Broad-spectrum carbapenem antibiotics are the last bastion of empirical therapy for resistant gram-negative bacterial infections, and outbreaks of carbapenem-resistant bacterial infection may be associated with greatly increased mortality in the critically ill (4). Carbapenems (e.g., imipenem, meropenem, ertapenem) are increasingly threatened by dissemination of metallo-β-lactamases (MβLs), the most important of which are the integron-borne members of the VIM and IMP families. Integrons are genetic elements able to capture and express antibiotic resistance determinants in the form of gene cassettes via site-specific recombination (7). Class 1 integrons are dominant among the four classes associated with antibiotic resistance, and plasmids are important vectors for their transmission between bacteria in the hospital environment. While transmissible MβLs are increasingly reported throughout Asia, Europe, and South America, Australia has only recently observed the emergence of an MβL, IMP-4 (5). We found the blaIMP-4 gene cassette as the first of four in a class 1 integron-associated array (GenBank accession no. AJ609296 ), which also includes an aacA4 gene cassette conferring resistance to gentamicin and tobramycin. This array was present on a large conjugative plasmid (pJIBE401) in a clinical isolate of Klebsiella pneumoniae (Kp1239) referred to our laboratory (2).

» Work order 1
In the passage on carbapenem resistance, which gene cassette in the integron array confers resistance to gentamicin and tobramycin?
» Work order 2
Write the next part of the passage on carbapenem resistance and the IMP-4 metallo-β-lactamase, starting after its final sentence.

(Natural-language object grounding data)
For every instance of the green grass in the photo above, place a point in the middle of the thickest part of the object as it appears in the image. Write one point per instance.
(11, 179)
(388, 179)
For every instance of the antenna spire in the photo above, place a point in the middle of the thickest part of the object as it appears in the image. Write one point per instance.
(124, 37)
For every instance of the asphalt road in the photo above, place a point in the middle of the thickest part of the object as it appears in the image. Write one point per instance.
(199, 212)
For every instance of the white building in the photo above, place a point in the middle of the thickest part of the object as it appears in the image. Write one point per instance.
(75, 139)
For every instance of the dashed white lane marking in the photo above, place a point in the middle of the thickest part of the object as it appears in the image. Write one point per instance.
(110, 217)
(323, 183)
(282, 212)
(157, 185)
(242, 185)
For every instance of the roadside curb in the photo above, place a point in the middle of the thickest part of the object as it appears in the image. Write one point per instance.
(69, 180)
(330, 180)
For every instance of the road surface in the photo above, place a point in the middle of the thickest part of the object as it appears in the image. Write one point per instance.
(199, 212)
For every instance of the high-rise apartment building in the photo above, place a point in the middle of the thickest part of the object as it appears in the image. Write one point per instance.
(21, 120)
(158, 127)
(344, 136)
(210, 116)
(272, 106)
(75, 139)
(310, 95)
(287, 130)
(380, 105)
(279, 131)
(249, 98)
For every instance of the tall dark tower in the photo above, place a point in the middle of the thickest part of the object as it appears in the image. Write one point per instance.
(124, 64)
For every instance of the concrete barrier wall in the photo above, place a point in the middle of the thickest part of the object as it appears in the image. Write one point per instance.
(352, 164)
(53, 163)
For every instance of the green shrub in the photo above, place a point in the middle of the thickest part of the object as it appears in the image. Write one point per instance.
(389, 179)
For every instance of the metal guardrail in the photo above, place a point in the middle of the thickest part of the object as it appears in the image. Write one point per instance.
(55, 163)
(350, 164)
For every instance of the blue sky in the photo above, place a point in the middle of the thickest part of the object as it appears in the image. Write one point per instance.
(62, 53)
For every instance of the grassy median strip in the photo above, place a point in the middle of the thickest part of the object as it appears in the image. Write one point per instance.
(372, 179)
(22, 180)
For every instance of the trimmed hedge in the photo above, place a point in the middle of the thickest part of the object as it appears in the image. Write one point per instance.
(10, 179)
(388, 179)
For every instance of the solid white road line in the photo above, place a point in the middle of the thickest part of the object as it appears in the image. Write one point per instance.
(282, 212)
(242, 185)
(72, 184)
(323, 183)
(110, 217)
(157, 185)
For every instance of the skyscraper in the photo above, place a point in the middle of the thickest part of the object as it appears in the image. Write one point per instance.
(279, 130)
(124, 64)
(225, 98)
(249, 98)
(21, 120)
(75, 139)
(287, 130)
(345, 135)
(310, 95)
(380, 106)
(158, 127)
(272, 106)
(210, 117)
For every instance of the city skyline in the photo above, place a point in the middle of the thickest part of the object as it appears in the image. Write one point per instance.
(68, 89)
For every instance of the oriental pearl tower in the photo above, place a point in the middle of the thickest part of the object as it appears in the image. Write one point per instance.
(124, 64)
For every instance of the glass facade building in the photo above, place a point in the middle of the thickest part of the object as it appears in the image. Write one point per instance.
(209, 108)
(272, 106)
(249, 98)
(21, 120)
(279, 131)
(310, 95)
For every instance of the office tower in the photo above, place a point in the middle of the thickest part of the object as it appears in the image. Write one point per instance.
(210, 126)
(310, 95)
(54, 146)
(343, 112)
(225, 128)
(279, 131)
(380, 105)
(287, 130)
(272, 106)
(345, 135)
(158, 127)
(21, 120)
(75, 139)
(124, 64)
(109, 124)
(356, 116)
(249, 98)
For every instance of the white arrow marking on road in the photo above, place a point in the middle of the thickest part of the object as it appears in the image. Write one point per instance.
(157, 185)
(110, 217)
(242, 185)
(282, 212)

==

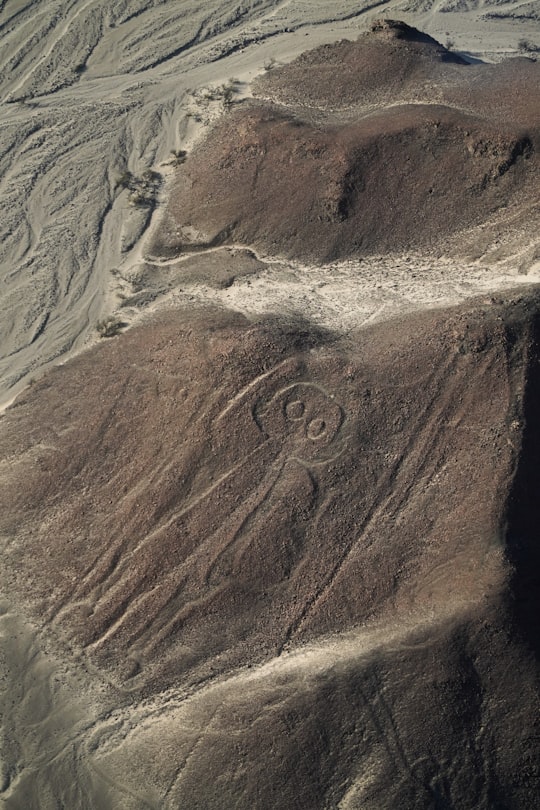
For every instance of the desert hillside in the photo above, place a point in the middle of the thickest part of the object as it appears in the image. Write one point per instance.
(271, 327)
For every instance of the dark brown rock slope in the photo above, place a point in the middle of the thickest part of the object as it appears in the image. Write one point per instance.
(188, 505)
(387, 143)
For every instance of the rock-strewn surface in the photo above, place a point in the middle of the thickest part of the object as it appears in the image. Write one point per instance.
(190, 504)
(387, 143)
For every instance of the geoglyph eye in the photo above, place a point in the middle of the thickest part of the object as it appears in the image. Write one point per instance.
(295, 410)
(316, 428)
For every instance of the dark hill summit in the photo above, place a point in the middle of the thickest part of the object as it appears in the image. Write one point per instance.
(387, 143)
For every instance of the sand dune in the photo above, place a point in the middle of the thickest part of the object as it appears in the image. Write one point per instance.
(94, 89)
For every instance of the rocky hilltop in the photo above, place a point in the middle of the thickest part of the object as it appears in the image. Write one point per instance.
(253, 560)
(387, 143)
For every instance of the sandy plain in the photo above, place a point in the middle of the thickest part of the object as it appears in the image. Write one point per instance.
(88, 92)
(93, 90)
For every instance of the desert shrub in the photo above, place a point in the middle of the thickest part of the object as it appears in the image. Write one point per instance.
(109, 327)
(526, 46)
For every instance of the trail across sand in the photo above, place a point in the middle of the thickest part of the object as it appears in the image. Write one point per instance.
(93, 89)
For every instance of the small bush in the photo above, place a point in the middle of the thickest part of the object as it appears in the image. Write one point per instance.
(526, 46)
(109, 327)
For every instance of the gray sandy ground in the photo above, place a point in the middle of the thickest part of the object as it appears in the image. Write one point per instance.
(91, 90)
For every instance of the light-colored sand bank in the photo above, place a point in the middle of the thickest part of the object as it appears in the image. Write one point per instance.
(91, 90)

» Written reply 1
The aacA4 gene cassette.

» Written reply 2
With the arrival of a new gene or set of genes in the gram-negative microflora, it is necessary to determine both its transmissibility characteristics and the resulting phenotype to understand the threat it poses. This means assessing the efficiency of transmission and the host range of the transmissible trait, as well as defining the relevant antibiotic resistance phenotype and any potential disadvantage to the organism in terms of growth characteristics or biological fitness (that is, the chance of being segregated out of the microflora by failing to compete in the absence of selection pressure). We therefore mated Kp1239 with rifampin-resistant recipient strains generated from a range of wild-type enteric bacteria, performing conjugation experiments as previously described (1). Transmission of blaIMP-4-bearing plasmid pJIBE401 from Kp1239 into Escherichia coli (EcUB5201Rf) and Enterobacter aerogenes (Ea13048Rf) occurred at a frequency of 10−2, while transmission into Citrobacter freundii (Cf4000Rf) and K. pneumoniae (Kp13883Rf) occurred at frequencies of 10−6 and 10−7, respectively. Serratia marcescens (Sm1002Rf) transconjugants were also generated, at frequencies of ≤10−9 (Table 1). Attempts to introduce pJIBE401 from Kp1239 into Acinetobacter baumannii and Pseudomonas aeruginosa were repeatedly unsuccessful.
Since the detection of Kp1239, we have observed blaIMP-4 in a number of other enteric bacteria isolated from patients within our region. The clinical isolates K. pneumoniae Kp1239 and Kp2730, Enterobacter cloacae El3518, and Citrobacter amalonaticus Ca3927 are all temporally and geographically distinct and readily separated by DNA fingerprinting (enterobacterial repeat intergenic consensus sequence typing; data not shown) (6). These isolates were used for conjugation experiments into EcUB5201Rf (Table 2). All appeared to have a common high-molecular-weight plasmid of the same size as pJIBE401 (>150 kb; data not shown) carrying identical gene cassettes, consistent with that plasmid's widespread dissemination.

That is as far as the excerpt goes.